--- Start Given passage ---

Skip to main content
OpenGround is an on-device RAG (Retrieval-Augmented Generation) system designed to give AI agents controlled access to documentation. Everything runs locally - no external APIs, no data leaves your machine.

System Overview

OpenGround follows a pipeline architecture with three main stages:
      ┌─────────────────────────────────────────────────────────────────────┐
      │                           OPENGROUND                                │
      ├─────────────────────────────────────────────────────────────────────┤
      │                                                                     │
      │       SOURCE                  PROCESS              STORAGE/CLIENT   │
      │                                                                     │
      │    ┌──────────┐      ┌───────────┐   ┌──────────┐   ┌──────────┐    │
      │    │ git repo ├─────>│  Extract  ├──>│  Chunk   ├──>│ LanceDB  │    │
      │    |   -or-   |      │ (raw_data)│   │   Text   │   │ (vector  │    │
      │    │ sitemap  │      └───────────┘   └──────────┘   │  +BM25)  │    │
      │    │   -or-   │                           │         └────┬─────┘    │
      │    │ local dir│                           │              │          │
      │    └──────────┘                           │              │          │
      │                                           ▼              │          │
      │                                    ┌───────────┐         │          │
      │                                    │   Local   |<────────┘          │
      │                                    │ Embedding │         │          │
      │                                    │   Model   │         ▼          │
      │                                    └───────────┘  ┌─────────────┐   │
      │                                                   │ CLI / MCP   │   │
      │                                                   │  (hybrid    │   │
      │                                                   |   search)   |   │
      │                                                   └─────────────┘   │
      │                                                                     │
      └─────────────────────────────────────────────────────────────────────┘

Architecture Stages

1. Source Layer

The source layer handles documentation ingestion from multiple source types. See the Sources page for detailed information. Supported Sources:
  • Git Repositories: Clone and extract documentation from specific branches/tags
  • Sitemaps: Crawl and extract web documentation following sitemap.xml
  • Local Paths: Process documentation from local directories
Key Components:
  • extract/git.py: Handles git repository cloning with sparse checkout
  • extract/sitemap.py: Fetches and parses sitemaps, respects robots.txt
  • extract/local_path.py: Processes local file system paths
  • extract/common.py: Shared file processing logic

2. Processing Layer

The processing layer transforms raw documentation into searchable chunks.

--- End Given passage ---
--- Start Stored rows ---

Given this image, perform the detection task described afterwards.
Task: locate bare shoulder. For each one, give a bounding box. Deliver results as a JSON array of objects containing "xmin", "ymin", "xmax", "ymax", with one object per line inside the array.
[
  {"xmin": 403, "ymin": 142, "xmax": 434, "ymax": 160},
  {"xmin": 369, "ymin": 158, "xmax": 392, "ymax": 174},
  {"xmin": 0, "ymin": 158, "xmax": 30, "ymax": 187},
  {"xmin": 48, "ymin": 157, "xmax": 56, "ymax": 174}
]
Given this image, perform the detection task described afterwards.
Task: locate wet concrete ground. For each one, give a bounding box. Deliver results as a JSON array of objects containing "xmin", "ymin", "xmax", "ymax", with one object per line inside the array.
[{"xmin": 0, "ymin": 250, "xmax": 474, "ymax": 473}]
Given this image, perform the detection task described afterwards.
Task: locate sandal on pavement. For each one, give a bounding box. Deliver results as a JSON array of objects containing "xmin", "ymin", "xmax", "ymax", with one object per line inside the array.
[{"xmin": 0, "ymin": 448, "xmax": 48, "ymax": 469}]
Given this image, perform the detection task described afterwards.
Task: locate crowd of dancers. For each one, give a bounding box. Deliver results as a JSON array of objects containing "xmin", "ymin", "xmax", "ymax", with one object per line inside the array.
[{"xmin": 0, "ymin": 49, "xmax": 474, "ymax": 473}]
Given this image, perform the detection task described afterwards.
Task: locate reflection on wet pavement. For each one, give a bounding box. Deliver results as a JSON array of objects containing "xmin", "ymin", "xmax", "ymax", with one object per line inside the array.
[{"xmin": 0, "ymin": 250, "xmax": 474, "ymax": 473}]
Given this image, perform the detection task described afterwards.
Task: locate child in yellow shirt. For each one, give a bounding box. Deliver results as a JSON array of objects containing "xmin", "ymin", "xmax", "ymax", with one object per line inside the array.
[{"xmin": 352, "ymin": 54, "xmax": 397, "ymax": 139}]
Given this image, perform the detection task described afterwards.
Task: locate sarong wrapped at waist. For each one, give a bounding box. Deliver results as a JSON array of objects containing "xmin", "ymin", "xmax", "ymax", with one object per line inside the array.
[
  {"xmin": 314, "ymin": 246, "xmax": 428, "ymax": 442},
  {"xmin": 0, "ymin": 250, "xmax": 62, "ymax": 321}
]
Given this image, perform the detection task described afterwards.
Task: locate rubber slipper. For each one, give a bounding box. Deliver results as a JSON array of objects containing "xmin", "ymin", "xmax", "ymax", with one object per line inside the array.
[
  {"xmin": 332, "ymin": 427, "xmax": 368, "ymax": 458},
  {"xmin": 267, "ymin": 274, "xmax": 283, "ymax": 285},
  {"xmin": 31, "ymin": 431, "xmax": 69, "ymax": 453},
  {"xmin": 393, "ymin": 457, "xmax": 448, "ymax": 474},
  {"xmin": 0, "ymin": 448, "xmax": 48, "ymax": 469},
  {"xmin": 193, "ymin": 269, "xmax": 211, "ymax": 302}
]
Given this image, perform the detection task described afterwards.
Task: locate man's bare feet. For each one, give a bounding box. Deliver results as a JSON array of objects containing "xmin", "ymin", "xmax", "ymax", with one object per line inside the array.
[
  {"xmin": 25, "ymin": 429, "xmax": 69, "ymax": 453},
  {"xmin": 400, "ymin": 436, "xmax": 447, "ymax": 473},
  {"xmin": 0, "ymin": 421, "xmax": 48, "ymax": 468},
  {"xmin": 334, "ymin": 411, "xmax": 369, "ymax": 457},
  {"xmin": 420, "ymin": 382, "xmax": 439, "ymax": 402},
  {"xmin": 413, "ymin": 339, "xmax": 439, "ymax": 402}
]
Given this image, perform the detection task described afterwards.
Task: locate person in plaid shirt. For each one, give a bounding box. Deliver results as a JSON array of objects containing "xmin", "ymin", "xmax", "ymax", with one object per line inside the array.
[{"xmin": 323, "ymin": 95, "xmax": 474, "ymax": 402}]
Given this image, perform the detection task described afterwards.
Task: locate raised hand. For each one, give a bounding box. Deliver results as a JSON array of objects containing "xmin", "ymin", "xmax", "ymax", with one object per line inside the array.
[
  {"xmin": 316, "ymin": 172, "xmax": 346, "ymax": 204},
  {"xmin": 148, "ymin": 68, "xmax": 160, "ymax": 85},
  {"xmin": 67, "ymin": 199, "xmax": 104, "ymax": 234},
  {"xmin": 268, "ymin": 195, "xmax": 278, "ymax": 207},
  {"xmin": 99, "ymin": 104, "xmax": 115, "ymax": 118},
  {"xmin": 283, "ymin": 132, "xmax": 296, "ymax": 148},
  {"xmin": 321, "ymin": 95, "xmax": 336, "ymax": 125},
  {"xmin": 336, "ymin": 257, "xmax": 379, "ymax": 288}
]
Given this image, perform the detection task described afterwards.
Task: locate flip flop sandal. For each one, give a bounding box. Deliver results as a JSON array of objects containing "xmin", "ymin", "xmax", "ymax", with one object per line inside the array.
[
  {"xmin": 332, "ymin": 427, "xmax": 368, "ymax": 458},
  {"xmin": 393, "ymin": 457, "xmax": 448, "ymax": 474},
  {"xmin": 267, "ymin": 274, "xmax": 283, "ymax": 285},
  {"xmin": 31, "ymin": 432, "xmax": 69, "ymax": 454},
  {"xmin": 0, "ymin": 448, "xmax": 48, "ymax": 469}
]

--- End Stored rows ---
--- Start Stored rows ---

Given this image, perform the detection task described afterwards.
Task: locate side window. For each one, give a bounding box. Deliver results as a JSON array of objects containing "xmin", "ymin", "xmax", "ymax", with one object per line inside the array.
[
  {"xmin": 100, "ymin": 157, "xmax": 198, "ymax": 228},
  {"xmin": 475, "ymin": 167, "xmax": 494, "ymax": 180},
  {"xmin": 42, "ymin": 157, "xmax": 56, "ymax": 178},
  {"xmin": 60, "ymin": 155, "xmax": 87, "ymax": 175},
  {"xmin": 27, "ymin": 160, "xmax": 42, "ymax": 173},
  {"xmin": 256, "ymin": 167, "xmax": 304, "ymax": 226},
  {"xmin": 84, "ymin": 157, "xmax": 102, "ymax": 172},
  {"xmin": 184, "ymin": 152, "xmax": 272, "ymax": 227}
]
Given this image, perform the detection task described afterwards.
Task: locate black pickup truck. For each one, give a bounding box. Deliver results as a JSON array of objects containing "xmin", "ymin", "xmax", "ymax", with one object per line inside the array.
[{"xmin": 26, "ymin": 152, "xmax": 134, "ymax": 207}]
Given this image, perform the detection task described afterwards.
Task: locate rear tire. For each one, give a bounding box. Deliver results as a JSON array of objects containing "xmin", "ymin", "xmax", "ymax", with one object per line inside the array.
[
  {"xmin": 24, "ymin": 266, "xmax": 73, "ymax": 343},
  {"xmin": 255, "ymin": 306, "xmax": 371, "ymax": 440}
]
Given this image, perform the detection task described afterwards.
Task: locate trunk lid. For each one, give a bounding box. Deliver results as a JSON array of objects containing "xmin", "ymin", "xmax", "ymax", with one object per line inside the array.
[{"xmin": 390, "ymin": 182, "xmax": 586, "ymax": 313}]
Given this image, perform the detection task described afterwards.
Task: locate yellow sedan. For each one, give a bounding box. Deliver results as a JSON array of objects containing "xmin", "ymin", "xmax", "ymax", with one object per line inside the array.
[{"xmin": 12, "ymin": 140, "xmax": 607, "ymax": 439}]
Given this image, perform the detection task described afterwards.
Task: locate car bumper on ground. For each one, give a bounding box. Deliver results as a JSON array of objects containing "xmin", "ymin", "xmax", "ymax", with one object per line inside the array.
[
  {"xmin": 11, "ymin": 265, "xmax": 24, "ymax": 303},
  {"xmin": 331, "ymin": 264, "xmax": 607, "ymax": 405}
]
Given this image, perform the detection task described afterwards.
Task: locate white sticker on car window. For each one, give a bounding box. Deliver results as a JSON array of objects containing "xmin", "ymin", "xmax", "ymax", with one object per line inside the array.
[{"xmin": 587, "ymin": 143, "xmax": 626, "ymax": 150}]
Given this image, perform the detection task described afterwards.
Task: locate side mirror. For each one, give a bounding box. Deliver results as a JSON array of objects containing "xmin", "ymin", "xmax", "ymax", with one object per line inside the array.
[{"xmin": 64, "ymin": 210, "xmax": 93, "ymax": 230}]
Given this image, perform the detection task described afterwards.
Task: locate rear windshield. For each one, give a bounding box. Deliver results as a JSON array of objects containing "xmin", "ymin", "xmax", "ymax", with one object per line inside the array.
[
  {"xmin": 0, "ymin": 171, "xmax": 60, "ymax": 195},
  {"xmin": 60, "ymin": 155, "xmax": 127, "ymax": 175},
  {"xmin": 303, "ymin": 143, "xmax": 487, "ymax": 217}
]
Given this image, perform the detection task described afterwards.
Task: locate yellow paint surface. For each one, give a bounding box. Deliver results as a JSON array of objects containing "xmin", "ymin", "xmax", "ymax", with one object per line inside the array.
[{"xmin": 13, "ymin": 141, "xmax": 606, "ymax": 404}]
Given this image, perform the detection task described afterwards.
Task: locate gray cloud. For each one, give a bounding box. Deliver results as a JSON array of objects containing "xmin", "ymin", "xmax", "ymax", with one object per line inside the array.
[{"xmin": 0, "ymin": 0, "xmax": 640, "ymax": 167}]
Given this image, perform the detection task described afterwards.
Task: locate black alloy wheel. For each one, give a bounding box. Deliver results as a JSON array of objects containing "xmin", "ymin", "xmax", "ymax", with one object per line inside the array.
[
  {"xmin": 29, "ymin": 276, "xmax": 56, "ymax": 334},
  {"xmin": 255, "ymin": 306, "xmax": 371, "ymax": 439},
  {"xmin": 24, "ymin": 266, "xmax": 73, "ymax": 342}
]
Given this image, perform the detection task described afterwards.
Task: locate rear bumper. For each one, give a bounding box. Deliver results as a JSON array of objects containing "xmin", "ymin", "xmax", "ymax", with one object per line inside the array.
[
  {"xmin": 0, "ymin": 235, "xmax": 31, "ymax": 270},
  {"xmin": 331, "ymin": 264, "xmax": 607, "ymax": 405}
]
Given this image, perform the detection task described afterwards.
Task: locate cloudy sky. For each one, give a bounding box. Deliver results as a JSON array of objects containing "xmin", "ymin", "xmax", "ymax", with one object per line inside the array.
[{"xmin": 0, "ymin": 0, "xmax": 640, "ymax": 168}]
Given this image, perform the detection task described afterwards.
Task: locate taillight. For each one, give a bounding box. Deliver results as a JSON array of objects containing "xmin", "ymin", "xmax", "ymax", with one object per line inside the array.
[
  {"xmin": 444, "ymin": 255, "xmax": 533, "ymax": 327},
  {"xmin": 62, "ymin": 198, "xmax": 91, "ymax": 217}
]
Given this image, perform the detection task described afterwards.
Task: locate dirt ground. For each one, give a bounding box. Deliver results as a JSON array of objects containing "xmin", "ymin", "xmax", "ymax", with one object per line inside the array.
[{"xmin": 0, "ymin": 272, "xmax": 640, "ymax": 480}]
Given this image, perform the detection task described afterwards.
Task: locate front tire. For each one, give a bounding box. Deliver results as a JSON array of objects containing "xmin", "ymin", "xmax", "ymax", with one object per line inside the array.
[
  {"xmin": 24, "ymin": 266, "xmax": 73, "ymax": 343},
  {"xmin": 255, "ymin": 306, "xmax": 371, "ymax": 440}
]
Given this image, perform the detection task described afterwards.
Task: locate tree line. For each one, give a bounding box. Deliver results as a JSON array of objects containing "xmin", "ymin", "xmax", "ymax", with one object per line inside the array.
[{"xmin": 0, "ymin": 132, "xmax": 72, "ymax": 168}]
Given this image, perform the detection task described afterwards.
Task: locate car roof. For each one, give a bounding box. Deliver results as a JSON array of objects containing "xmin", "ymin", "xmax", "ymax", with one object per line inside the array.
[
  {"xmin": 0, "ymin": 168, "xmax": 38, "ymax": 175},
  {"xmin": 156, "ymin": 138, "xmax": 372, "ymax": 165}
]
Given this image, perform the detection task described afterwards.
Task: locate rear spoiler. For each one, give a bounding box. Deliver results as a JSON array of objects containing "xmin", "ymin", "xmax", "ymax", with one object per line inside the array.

--- End Stored rows ---

## Problems and tasks
A) Return every line of the records that contains the word "tire", treating uppercase and lowercase as different.
B) Extend the OpenGround architecture overview, picking up right after its final sentence.

## Answers per task
A)
Task: locate rear tire. For each one, give a bounding box. Deliver results as a JSON array of objects containing "xmin", "ymin", "xmax", "ymax", with one object per line inside the array.
Task: locate front tire. For each one, give a bounding box. Deliver results as a JSON array of objects containing "xmin", "ymin", "xmax", "ymax", with one object per line inside the array.

B)
Text Extraction

OpenGround supports multiple documentation formats:
# Handled in extract/common.py
def remove_front_matter(content: str) -> tuple[str, dict[str, str]]:
    """Parse YAML front matter and extract metadata"""
    if not content.startswith("---"):
        return content, {}
    # Parse front matter for title, description, etc.
Supported file types: .md, .mdx, .rst, .txt, .ipynb, .html, .htm

Document Chunking

Documents are split into overlapping chunks for better retrieval (from ingest.py:52-76):
from langchain_text_splitters import RecursiveCharacterTextSplitter

def chunk_document(page: ParsedPage) -> list[dict]:
    config = get_effective_config()
    chunk_size = config["embeddings"]["chunk_size"]        # Default: 800
    chunk_overlap = config["embeddings"]["chunk_overlap"]  # Default: 200
    
    splitter = RecursiveCharacterTextSplitter(
        chunk_size=chunk_size, 
        chunk_overlap=chunk_overlap
    )
    chunks = splitter.split_text(page["content"])
    
    # Each chunk preserves metadata: url, title, version, library_name
    records = []
    for idx, chunk in enumerate(chunks):
        records.append({
            "url": page["url"],
            "library_name": page["library_name"],
            "version": page["version"],
            "title": page["title"],
            "content": chunk,
            "chunk_index": idx,
        })
    return records
Chunk overlap ensures that context isn’t lost at chunk boundaries, improving retrieval quality.

Embedding Generation

Each chunk is converted to a vector embedding using a local model. See Embeddings for details.

3. Storage Layer

OpenGround uses LanceDB for storing both vector embeddings and full-text search indices.

Why LanceDB?

  • Columnar storage: Efficient for vector operations
  • Built-in BM25: Full-text search without external dependencies
  • Local-first: No server setup required
  • PyArrow integration: Fast data serialization

Schema Structure

From ingest.py:163-177, the LanceDB table schema:
schema = pa.schema(
    [
        pa.field("url", pa.string()),
        pa.field("library_name", pa.string()),
        pa.field("version", pa.string()),
        pa.field("title", pa.string()),
        pa.field("description", pa.string()),
        pa.field("last_modified", pa.string()),
        pa.field("content", pa.string()),              # Text for BM25
        pa.field("chunk_index", pa.int64()),
        pa.field("vector", pa.list_(pa.float32(), 384)), # Embedding vector
    ],
    metadata={
        "embedding_backend": "fastembed",
        "embedding_model": "BAAI/bge-small-en-v1.5"
    }
)
The schema metadata tracks which embedding model was used, preventing incompatible searches.

Full-Text Index

After ingesting chunks, OpenGround creates a BM25 full-text search index (from ingest.py:223-226):
table.add(all_records)
table.create_fts_index("content", replace=True)
This enables hybrid search combining semantic similarity and keyword matching.

4. Query/Client Layer

The client layer exposes documentation through two interfaces:

CLI Commands

# Search documentation
openground query "how to configure embeddings" -l fastapi -v latest

# List available libraries
openground list

# Get library statistics
openground stats show

MCP Server

The Model Context Protocol (MCP) server exposes OpenGround to AI agents:
# From server.py
tools = [
    {"name": "search_documentation", ...},
    {"name": "list_libraries", ...},
    {"name": "get_full_content", ...}
]
AI agents can search documentation without polluting the main conversation context.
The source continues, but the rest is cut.